* **Your tasks**
a – Please answer these questions from the artist interview, one answer per line, marked to match:
(i) What career did the artist's father suggest, with painting at night?
(ii) What price did the artist ask Maude for one painting?
(iii) Who gave The Marriage of Reason and Squalor its title?
b – Copy the artist interview word for word from "Were your parents" to "getting a job.".

* **Supplied text**
-- Start --
Were your parents on board with your decision to become an artist?

They really hoped that I would get a better idea. My father, an OB-GYN, thought that I could be an optometrist and paint at night. They wanted me to be gainfully employed and they were worried about my being an artist they would have to support. My teachers at Andover, like Patrick Morgan, never really criticized me very much, and Maude, his wife, bought one of my paintings and was a little shocked when I asked for $35. I just named that price off the top of my head. You ask when did I know about my career? I don’t think it works like that. I just had this idea that I kind of wanted to be like Patrick Morgan: smooth and suave and making art and taking care of yourself. That was a nice way to live, better than getting a job.

 

You were only 23 in 1959 when you were included in MoMA’s group show “Sixteen Americans.” How did that happen?

I probably never would have shown at MoMA, but [founding director] Alfred Barr came to my studio and saw the Black Paintings in the summer of ‘59. Leo Castelli and Alfred came and I paraded all my paintings out in a 25-square-foot space. Alfred said hardly anything. He asked one or two questions – were they enamels or on raw canvas? – something like that, and then they left. Leo called me and told me that Alfred liked them. Then a couple of weeks later Alfred came again, but this time with [the show’s curator] Dorothy Miller, and they looked at all of the things and that was that. They were among the first people to really look at my work.

 

Alfred went to dealers and brought the works to the Modern for exhibitions, and works were assigned to the trustees as to what they had to buy. The dealers exhibited works at the Museum of Modern Art knowing full well that they were going to be bought by the museum. When the Modern announced that they had bought [my black painting] The Marriage of Reason and Squalor, the wire services asked for the painting to reproduce it.

 

That’s a wonderful title. It suggests the life of a bohemian artist, filled with ideas but on the edge financially.

I was sharing a space with [artists] Carl Andre and Hollis Frampton at the time and Carl made that title.
-- End --
* **Items**
-- Start --
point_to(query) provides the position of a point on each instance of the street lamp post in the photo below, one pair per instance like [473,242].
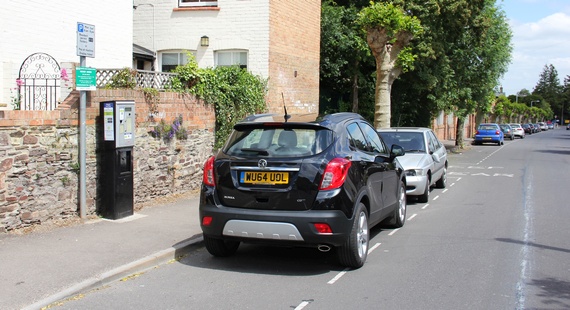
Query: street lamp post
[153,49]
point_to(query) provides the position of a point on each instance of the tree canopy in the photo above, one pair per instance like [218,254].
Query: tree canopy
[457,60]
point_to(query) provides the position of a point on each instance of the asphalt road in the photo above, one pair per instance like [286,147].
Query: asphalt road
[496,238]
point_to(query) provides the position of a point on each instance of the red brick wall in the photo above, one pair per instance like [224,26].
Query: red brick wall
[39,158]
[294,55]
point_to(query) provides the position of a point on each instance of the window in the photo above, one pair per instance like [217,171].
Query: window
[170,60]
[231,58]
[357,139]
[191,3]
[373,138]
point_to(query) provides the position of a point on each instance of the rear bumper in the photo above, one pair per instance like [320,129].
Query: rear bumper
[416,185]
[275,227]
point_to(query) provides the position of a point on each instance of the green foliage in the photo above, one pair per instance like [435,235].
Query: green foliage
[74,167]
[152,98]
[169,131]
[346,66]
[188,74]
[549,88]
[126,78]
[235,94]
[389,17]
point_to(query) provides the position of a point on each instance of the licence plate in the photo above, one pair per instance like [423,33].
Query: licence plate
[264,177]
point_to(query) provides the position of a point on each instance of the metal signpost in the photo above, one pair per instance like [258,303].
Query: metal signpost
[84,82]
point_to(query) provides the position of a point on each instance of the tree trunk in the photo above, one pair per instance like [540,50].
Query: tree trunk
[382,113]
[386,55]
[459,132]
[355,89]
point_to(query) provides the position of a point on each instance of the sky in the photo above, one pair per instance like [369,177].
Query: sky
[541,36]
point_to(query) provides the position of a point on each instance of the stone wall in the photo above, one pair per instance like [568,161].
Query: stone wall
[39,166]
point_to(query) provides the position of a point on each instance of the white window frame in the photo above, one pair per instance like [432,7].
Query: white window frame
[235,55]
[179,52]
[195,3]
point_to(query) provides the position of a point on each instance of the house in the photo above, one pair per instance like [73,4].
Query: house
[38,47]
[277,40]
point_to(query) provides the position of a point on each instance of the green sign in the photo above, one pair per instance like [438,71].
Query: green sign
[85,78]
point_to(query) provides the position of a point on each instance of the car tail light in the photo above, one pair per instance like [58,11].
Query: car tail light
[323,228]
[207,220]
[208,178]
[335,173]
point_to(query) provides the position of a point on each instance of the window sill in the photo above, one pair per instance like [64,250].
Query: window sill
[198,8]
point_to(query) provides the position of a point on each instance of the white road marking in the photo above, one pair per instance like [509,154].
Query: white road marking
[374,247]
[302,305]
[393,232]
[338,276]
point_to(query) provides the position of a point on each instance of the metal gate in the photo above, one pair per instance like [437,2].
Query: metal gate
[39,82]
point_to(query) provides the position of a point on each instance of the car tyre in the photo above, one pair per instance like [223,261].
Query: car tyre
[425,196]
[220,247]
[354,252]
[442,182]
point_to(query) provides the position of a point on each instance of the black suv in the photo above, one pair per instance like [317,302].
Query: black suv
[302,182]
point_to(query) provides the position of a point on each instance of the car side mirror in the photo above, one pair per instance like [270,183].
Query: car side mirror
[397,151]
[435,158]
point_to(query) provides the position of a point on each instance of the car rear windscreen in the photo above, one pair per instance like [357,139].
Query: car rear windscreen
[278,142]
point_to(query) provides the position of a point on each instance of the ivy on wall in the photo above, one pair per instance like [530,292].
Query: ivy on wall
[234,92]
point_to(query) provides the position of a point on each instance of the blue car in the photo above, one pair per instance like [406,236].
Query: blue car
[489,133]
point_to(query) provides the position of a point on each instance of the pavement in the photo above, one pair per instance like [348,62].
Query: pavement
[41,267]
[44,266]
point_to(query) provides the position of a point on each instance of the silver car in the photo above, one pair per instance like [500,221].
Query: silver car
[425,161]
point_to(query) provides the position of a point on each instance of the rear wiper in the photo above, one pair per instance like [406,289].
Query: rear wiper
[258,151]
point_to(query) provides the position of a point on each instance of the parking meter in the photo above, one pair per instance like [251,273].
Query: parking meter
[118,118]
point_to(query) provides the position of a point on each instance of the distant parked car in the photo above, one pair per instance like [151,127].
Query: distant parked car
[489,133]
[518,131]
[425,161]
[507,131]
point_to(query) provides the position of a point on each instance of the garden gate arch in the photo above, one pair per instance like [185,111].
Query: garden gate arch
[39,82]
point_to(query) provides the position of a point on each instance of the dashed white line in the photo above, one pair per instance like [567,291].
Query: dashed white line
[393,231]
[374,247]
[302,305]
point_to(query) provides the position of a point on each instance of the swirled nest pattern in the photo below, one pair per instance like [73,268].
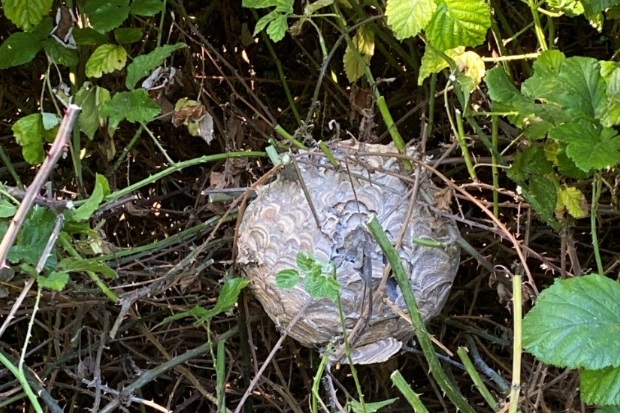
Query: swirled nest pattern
-- End --
* **Results in order**
a –
(i) Optometrist
(ii) $35
(iii) Carl Andre

b –
Were your parents on board with your decision to become an artist?

They really hoped that I would get a better idea. My father, an OB-GYN, thought that I could be an optometrist and paint at night. They wanted me to be gainfully employed and they were worried about my being an artist they would have to support. My teachers at Andover, like Patrick Morgan, never really criticized me very much, and Maude, his wife, bought one of my paintings and was a little shocked when I asked for $35. I just named that price off the top of my head. You ask when did I know about my career? I don’t think it works like that. I just had this idea that I kind of wanted to be like Patrick Morgan: smooth and suave and making art and taking care of yourself. That was a nice way to live, better than getting a job.